§ **AIM**: Lay out the lines of the entries below as a numbered list, starting at the line that contains "Task: set a point on the asphalt" and ending at the line that contains "Target: cylindrical metal tank". Include both of those lines and leave out any blank lines.

(Stored entries)
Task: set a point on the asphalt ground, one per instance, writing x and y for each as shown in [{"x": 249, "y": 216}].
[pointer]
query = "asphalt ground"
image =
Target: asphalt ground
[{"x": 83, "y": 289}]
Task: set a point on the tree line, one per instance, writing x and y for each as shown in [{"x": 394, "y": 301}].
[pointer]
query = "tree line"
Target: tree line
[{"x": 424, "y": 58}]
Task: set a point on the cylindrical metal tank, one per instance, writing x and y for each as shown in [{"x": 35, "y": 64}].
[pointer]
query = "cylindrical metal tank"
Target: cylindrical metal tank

==

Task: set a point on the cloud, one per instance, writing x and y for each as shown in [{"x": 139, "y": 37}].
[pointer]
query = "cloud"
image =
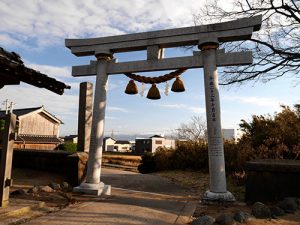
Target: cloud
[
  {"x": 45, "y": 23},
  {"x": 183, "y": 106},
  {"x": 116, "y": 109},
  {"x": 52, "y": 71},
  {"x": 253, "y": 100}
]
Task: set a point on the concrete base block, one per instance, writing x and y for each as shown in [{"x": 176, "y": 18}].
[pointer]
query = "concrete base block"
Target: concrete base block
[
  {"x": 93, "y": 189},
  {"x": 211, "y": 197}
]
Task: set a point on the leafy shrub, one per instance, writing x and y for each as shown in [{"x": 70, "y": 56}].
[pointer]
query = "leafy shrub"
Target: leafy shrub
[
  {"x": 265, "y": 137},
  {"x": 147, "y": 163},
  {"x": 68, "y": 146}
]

§ **THE REPLY**:
1. Task: set a point on the asphalt ground, one per instance, writing x and y for each as shown in [{"x": 249, "y": 216}].
2. [pointer]
3. query = "asphalt ground"
4. image =
5. Target: asphalt ground
6. [{"x": 83, "y": 289}]
7. Task: set a point on the tree line, one per instance, writing x and y for each as shown in [{"x": 394, "y": 301}].
8. [pointer]
9. query = "tree line"
10. Target: tree line
11. [{"x": 424, "y": 58}]
12. Task: set a point on the cylindrical metal tank, one per instance, writing x and y for each as shown in [{"x": 35, "y": 64}].
13. [pointer]
14. query = "cylindrical metal tank"
15. Target: cylindrical metal tank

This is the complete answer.